EXERCISE DETAILS —
Reproduce every item below word for word, leaving out the pictures.

------------

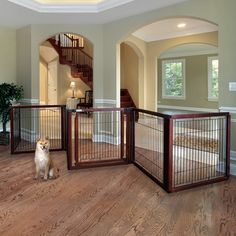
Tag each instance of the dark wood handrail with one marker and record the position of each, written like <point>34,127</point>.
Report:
<point>80,50</point>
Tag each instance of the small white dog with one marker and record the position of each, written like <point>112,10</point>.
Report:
<point>43,161</point>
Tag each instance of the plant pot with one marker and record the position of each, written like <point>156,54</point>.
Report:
<point>4,138</point>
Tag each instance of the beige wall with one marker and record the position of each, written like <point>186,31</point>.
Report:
<point>24,63</point>
<point>7,55</point>
<point>43,70</point>
<point>130,71</point>
<point>196,84</point>
<point>64,85</point>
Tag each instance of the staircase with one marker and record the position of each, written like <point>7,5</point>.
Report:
<point>70,50</point>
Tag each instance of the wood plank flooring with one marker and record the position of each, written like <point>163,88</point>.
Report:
<point>103,201</point>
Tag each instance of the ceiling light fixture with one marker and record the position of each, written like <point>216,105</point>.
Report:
<point>181,25</point>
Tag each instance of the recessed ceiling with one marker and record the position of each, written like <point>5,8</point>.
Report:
<point>189,49</point>
<point>62,6</point>
<point>17,14</point>
<point>173,28</point>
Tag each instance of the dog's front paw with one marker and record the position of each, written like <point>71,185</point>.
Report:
<point>45,178</point>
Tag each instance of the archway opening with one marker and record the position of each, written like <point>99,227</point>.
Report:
<point>156,38</point>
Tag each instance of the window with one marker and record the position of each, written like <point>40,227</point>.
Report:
<point>173,79</point>
<point>213,80</point>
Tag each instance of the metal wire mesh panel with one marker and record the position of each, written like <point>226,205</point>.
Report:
<point>199,149</point>
<point>32,122</point>
<point>97,137</point>
<point>149,138</point>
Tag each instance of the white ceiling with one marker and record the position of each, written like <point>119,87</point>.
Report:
<point>65,6</point>
<point>14,15</point>
<point>166,29</point>
<point>189,49</point>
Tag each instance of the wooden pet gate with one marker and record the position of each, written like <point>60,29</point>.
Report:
<point>176,151</point>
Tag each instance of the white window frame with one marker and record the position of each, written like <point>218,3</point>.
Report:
<point>163,79</point>
<point>209,83</point>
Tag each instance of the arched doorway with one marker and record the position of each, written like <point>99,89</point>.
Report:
<point>188,79</point>
<point>155,38</point>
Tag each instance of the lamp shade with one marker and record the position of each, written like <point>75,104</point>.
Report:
<point>72,84</point>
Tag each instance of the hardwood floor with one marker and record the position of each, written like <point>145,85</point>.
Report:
<point>103,201</point>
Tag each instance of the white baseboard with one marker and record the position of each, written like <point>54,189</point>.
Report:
<point>29,101</point>
<point>103,103</point>
<point>106,139</point>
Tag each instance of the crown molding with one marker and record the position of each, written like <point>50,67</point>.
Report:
<point>70,7</point>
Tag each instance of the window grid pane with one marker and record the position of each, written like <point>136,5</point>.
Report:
<point>173,78</point>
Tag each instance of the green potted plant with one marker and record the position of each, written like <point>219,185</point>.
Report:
<point>9,94</point>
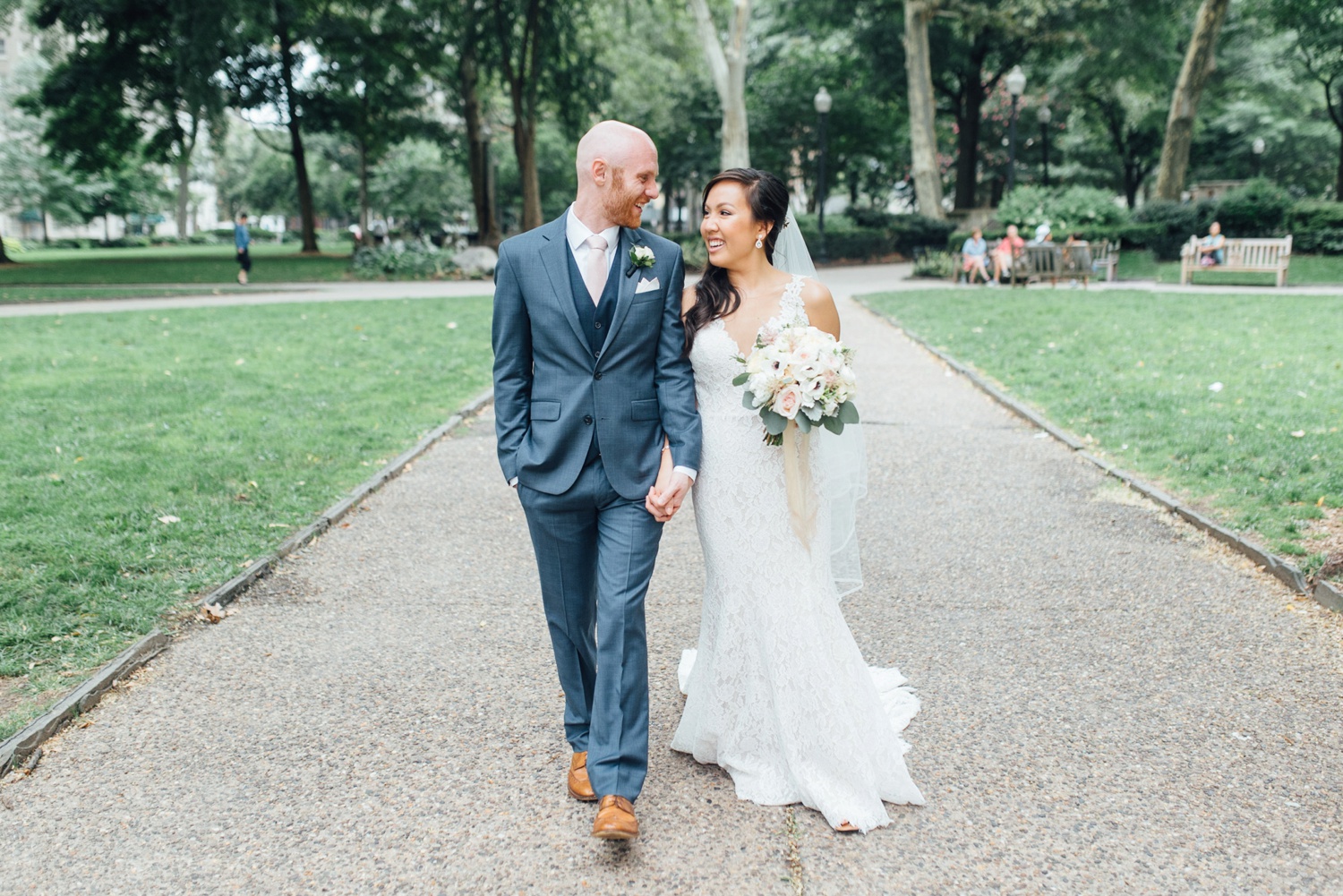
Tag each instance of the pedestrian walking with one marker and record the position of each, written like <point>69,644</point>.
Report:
<point>242,239</point>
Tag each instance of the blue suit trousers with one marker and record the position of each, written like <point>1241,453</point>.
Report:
<point>595,552</point>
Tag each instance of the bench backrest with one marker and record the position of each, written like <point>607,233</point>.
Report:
<point>1044,260</point>
<point>1262,252</point>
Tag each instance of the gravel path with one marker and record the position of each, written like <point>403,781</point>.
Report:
<point>1111,703</point>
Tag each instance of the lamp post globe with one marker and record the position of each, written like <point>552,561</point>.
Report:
<point>822,102</point>
<point>1015,85</point>
<point>1044,117</point>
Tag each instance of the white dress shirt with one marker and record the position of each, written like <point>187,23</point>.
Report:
<point>577,234</point>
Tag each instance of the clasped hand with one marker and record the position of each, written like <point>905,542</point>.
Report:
<point>666,495</point>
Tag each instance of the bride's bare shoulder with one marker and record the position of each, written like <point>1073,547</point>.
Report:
<point>687,298</point>
<point>816,293</point>
<point>821,306</point>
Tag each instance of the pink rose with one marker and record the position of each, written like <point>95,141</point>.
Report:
<point>787,402</point>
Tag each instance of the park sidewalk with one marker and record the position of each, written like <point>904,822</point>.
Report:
<point>878,277</point>
<point>1111,703</point>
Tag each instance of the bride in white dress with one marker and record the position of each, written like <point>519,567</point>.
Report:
<point>778,692</point>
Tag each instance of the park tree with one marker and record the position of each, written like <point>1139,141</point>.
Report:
<point>727,61</point>
<point>1193,77</point>
<point>458,55</point>
<point>923,136</point>
<point>365,83</point>
<point>262,73</point>
<point>1116,82</point>
<point>1318,26</point>
<point>137,78</point>
<point>542,58</point>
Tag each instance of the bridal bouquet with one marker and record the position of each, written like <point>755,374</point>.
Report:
<point>800,373</point>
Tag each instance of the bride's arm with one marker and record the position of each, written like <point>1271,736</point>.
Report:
<point>821,306</point>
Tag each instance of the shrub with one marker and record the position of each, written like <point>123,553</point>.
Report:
<point>1174,223</point>
<point>1084,209</point>
<point>1316,227</point>
<point>1259,209</point>
<point>918,231</point>
<point>870,218</point>
<point>935,263</point>
<point>403,260</point>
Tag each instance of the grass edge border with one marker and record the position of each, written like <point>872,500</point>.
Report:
<point>1326,594</point>
<point>26,742</point>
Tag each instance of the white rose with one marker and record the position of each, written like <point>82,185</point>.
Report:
<point>787,402</point>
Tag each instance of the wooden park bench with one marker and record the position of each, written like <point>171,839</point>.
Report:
<point>1106,258</point>
<point>1241,255</point>
<point>1053,262</point>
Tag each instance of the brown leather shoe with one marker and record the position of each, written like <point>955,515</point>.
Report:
<point>579,785</point>
<point>615,820</point>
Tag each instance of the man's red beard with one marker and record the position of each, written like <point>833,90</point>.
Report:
<point>622,209</point>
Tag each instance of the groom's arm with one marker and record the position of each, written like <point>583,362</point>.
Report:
<point>676,378</point>
<point>512,340</point>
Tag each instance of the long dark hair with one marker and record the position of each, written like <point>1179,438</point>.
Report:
<point>714,295</point>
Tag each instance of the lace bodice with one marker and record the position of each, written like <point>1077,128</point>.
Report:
<point>778,692</point>
<point>717,360</point>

------------

FINAL ANSWER —
Tag each instance of the dark wood handrail with one marker and record the position of each, written like <point>34,127</point>.
Report:
<point>80,50</point>
Tag each instance of the small white dog with one marker and record the position of each, written like <point>112,10</point>.
Report:
<point>43,161</point>
Tag each instance of the plant pot with one marker and record the position of each, written like <point>156,54</point>.
Report:
<point>4,138</point>
Tag each instance of the beige wall with one marker and record the position of each, written like <point>186,31</point>.
Report:
<point>24,63</point>
<point>7,55</point>
<point>43,70</point>
<point>130,71</point>
<point>196,84</point>
<point>64,85</point>
Tag each instance of the staircase with one marker and record the position of each, written like <point>7,5</point>.
Report:
<point>70,50</point>
Tag each instance of the wood plank flooring with one marker and record the position of each, written like <point>163,88</point>.
Report:
<point>103,201</point>
Tag each instance of the ceiling light fixture with one marker and record the position of each, written like <point>216,105</point>.
Report:
<point>181,25</point>
Tag each instance of the recessed ceiling with one marker and record the position of each, written like <point>5,8</point>.
Report:
<point>189,49</point>
<point>62,6</point>
<point>17,14</point>
<point>173,28</point>
Tag each instance of the dog's front paw with one marker and record the position of each, written like <point>71,185</point>.
Report:
<point>45,178</point>
Tag each instance of the archway opening with one marker and record the position of each, written like <point>99,227</point>.
Report:
<point>156,38</point>
Tag each instance of the window with one marker and record the position of each, written like <point>40,227</point>.
Report:
<point>173,79</point>
<point>213,80</point>
Tag each instance of the metal wire mesh panel with one marker and record the position of each, written like <point>226,205</point>.
Report:
<point>199,149</point>
<point>32,122</point>
<point>97,137</point>
<point>149,138</point>
Tag each instance of the white ceiling with one marker and record the position of each, written like <point>119,87</point>.
Report:
<point>65,6</point>
<point>14,15</point>
<point>166,29</point>
<point>189,49</point>
Tag each instance of the wooden pet gate with one marker and record the position of each, written like <point>60,29</point>.
Report:
<point>176,151</point>
Tag each instance of the white window frame with one marker and record the position of each, written like <point>218,3</point>.
Report:
<point>163,79</point>
<point>209,83</point>
Tag each instance of the arched doorway with one marker and record the position of each, written like <point>99,89</point>.
Report:
<point>188,79</point>
<point>155,38</point>
Tag each instance of the lamp shade with one marker and record the position of each, written like <point>75,104</point>.
Report:
<point>72,84</point>
Tag each instance of the hardwood floor with one marker and record the position of each, written like <point>145,85</point>.
Report:
<point>103,201</point>
Tag each instance of the white baseboard with one marker and record the position of each, written like <point>54,189</point>.
Report:
<point>29,101</point>
<point>103,103</point>
<point>106,139</point>
Tag each instance of the crown molding with one marker and record the position of each, written like <point>50,67</point>.
Report:
<point>70,7</point>
Tag each instance of the window grid pane with one marker and record the position of each, written like <point>136,5</point>.
Report:
<point>173,78</point>
Tag each instance of the green potted plant with one marker and record the position of each, written like <point>219,185</point>.
Report:
<point>9,94</point>
Tag each instance of the pedestrian walking with one marker and record the position of each, written like <point>69,644</point>.
Report:
<point>242,239</point>
Tag each instance of the blue suit trousers with one marker and record the position of each, written like <point>1241,453</point>.
Report:
<point>595,552</point>
Tag each instance of the bench backrest with one marker and record the position of each, written like <point>607,233</point>.
Report:
<point>1044,260</point>
<point>1262,252</point>
Tag each instance of the gravel path with one marker and record the position of each, written like <point>403,781</point>.
Report:
<point>1111,703</point>
Tag each instance of the lamp post globe with one marker and record the position of each, written like <point>552,561</point>.
Report:
<point>822,102</point>
<point>1015,85</point>
<point>1044,117</point>
Tag each instance of the white dress shirt with one marker and record the position of each, written like <point>187,23</point>.
Report:
<point>577,234</point>
Tag each instance of the clasped hand with one marker and record the position of each, written like <point>905,542</point>.
Report:
<point>666,495</point>
Tag each instance of the bride's bare shoulder with one marker and record the position of each, written like <point>1073,547</point>.
Report:
<point>687,298</point>
<point>816,293</point>
<point>821,306</point>
Tag each instance of the pink rose with one marker and record the position of each, written like <point>95,141</point>.
Report:
<point>787,402</point>
Tag each instance of the park sidewalk with one marker and record the position of each, written like <point>904,822</point>.
Report:
<point>878,277</point>
<point>1111,703</point>
Tag each instance of the bride in white dress with one marker and record the position of each, written like <point>519,567</point>.
Report:
<point>778,692</point>
Tag each instance of the park tree with one marker and record the position of each, written like <point>1139,141</point>.
Report:
<point>727,61</point>
<point>1193,77</point>
<point>458,55</point>
<point>923,136</point>
<point>365,83</point>
<point>262,73</point>
<point>1116,82</point>
<point>1318,26</point>
<point>137,78</point>
<point>542,58</point>
Tag each instance of the bridal bouquet with one marker and record the position of each, written like <point>755,374</point>.
Report:
<point>800,373</point>
Tag each instance of the bride's arm with one marker and record the position of each, written like <point>1271,736</point>.
Report:
<point>821,306</point>
Tag each instance of the shrub with one marker and record the position of each, written like <point>123,553</point>.
Report:
<point>1174,223</point>
<point>1084,209</point>
<point>1316,227</point>
<point>1259,209</point>
<point>918,231</point>
<point>870,218</point>
<point>935,263</point>
<point>403,260</point>
Tag each instance of the grass edge border with one marker and record the position of each, written like <point>872,500</point>.
Report:
<point>1326,594</point>
<point>26,742</point>
Tag each instance of the white rose with one marker and record the position of each, written like <point>82,185</point>.
Report:
<point>787,402</point>
Tag each instance of the wooden park bench with one marker and record the position of each, written like <point>171,839</point>.
Report:
<point>1106,258</point>
<point>1241,255</point>
<point>1053,262</point>
Tag each instance of the brown leather shoe with one marker and record the position of each, written like <point>955,515</point>.
Report:
<point>579,785</point>
<point>615,820</point>
Tag each instance of the man's red beard with one marker and record the position of each, written like <point>833,90</point>.
Report:
<point>622,209</point>
Tag each instance of the groom's arm with one marker and record the position of each, written like <point>583,362</point>.
Report:
<point>676,378</point>
<point>512,340</point>
Tag each instance of the long dark hair with one marker and record the position of each, written like <point>1179,438</point>.
Report:
<point>714,295</point>
Tag each instance of the lace bodice with one marker and record the position of each, written like <point>1077,128</point>.
Report:
<point>778,692</point>
<point>717,360</point>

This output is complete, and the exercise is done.